## Given passage
┄┄┄┄┄┄┄┄┄┄

In Philadelphia, I meet Clive and Oneita at Tabernacle United Church. They applied for asylum in the US after being forced to leave Jamaica in 2004 when their farm was attacked and burned down by gangsters. Their asylum case was denied in 2009, but they were allowed to stay and work, until two years ago, when they received a phone call. After living in the US for nearly 15 years, they were told they had four days to buy a one-way ticket to Jamaica or face deportation. They knew they couldn’t go back, as Oneita’s brother had recently been killed, so they went into hiding with the church, with their two teenage children.

Clive and Oneita

“People see us hiding behind the walls of the church and think you did something wrong,” Oneita explains. “We did everything by the book, but still our family has been broken apart. The Obama administration allowed us to stay but the Trump administration has made it clear they don’t want Black and brown people in this country. They have tried to get rid of as many of us as they can.”

In Philadelphia, the NSM comprises over thirty congregations and community groups, whose membership represents the city’s diverse population: white, African-American, Hispanic, Caribbean and Philippine. The NSM pushed to make Philadelphia a ‘Sanctuary City’ in 2014, which among other measures forbids local law enforcement from engaging with ICE.

There are now 700 cities and counties in the US that call themselves sanctuaries – a number which rose sharply after Trump assumed office. Philadelphia and its Democratic mayor Jim Kenney have engaged in a public battle with the Trump administration over its Sanctuary City status but in practice, in Philadelphia and elsewhere, ICE is still active and cases of their collaboration with local law enforcement regularly come to light.

There’s no denying that under the Trump administration, border security has become an obsession. Asylum applications have been severely limited, which has led to the growth of huge, dangerous camps on the Mexican side of the border, inmates at ICE detention centres have been given hysterectomies without their knowledge, but most notoriously of all, children separated from their parents have been kept in cages at ICE detention centres.

┄┄┄┄┄┄┄┄┄┄

## Provided data
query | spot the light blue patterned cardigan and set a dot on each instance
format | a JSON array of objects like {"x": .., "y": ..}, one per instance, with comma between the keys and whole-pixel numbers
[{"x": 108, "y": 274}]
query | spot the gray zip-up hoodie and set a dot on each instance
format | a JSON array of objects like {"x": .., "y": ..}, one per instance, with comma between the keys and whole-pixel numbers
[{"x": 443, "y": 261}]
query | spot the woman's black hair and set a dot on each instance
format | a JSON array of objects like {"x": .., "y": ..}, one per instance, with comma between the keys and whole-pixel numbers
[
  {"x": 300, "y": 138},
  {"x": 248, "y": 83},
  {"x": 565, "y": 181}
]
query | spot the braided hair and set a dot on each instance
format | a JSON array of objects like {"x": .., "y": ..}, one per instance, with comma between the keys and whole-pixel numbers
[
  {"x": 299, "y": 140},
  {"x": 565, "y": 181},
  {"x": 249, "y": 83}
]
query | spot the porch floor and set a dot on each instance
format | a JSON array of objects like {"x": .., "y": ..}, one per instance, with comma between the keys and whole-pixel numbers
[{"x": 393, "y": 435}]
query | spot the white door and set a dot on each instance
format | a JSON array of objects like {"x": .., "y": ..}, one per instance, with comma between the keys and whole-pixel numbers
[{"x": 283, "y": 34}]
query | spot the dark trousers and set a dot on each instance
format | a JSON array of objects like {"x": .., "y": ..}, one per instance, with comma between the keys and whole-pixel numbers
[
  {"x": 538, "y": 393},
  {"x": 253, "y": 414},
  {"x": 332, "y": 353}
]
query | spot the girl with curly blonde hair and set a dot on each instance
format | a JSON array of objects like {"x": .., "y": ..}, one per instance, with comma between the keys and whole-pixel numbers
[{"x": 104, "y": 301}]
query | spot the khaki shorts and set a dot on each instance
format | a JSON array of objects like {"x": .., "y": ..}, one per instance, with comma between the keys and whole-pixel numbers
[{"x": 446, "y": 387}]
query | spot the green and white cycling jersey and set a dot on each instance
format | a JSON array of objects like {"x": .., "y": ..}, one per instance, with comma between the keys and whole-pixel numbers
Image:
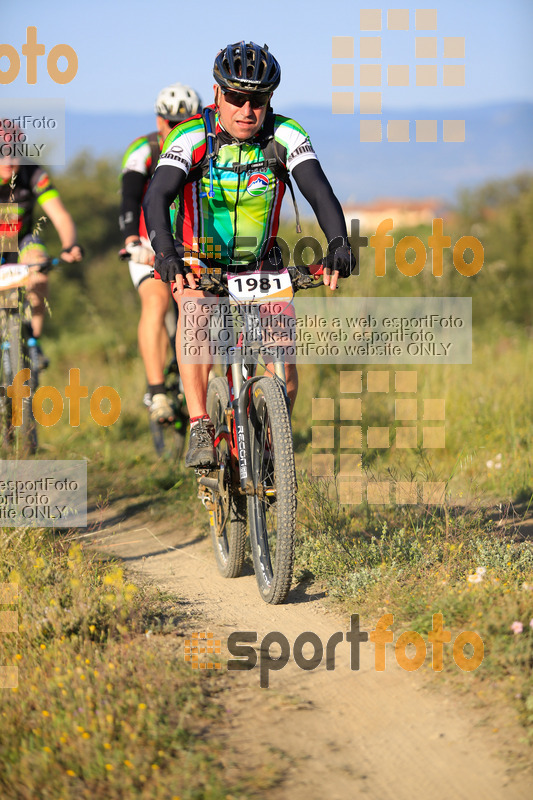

┄┄┄┄┄┄┄┄┄┄

Quote the whole passage above about Clive and Oneita's sanctuary in Philadelphia, word for word.

## Your response
In Philadelphia, I meet Clive and Oneita at Tabernacle United Church. They applied for asylum in the US after being forced to leave Jamaica in 2004 when their farm was attacked and burned down by gangsters. Their asylum case was denied in 2009, but they were allowed to stay and work, until two years ago, when they received a phone call. After living in the US for nearly 15 years, they were told they had four days to buy a one-way ticket to Jamaica or face deportation. They knew they couldn’t go back, as Oneita’s brother had recently been killed, so they went into hiding with the church, with their two teenage children.

Clive and Oneita

“People see us hiding behind the walls of the church and think you did something wrong,” Oneita explains. “We did everything by the book, but still our family has been broken apart. The Obama administration allowed us to stay but the Trump administration has made it clear they don’t want Black and brown people in this country. They have tried to get rid of as many of us as they can.”

In Philadelphia, the NSM comprises over thirty congregations and community groups, whose membership represents the city’s diverse population: white, African-American, Hispanic, Caribbean and Philippine. The NSM pushed to make Philadelphia a ‘Sanctuary City’ in 2014, which among other measures forbids local law enforcement from engaging with ICE.

There are now 700 cities and counties in the US that call themselves sanctuaries – a number which rose sharply after Trump assumed office. Philadelphia and its Democratic mayor Jim Kenney have engaged in a public battle with the Trump administration over its Sanctuary City status but in practice, in Philadelphia and elsewhere, ICE is still active and cases of their collaboration with local law enforcement regularly come to light.

There’s no denying that under the Trump administration, border security has become an obsession. Asylum applications have been severely limited, which has led to the growth of huge, dangerous camps on the Mexican side of the border, inmates at ICE detention centres have been given hysterectomies without their knowledge, but most notoriously of all, children separated from their parents have been kept in cages at ICE detention centres.